══ Information supplied ══
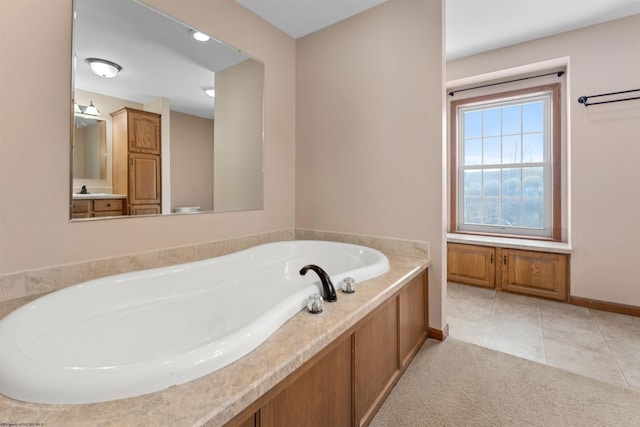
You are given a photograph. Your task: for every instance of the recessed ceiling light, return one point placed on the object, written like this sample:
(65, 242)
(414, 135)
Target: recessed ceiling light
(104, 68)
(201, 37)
═══
**The exercise**
Please render every line of the records above as a numbered list, skipping blank lines and leaving out the pictures.

**Response to this task**
1. You are given a photograph. Your task: for every instance of the recessed ceiling light, return one point placed on the object, written like this sample:
2. (65, 242)
3. (414, 135)
4. Target: recessed ceiling light
5. (104, 68)
6. (201, 37)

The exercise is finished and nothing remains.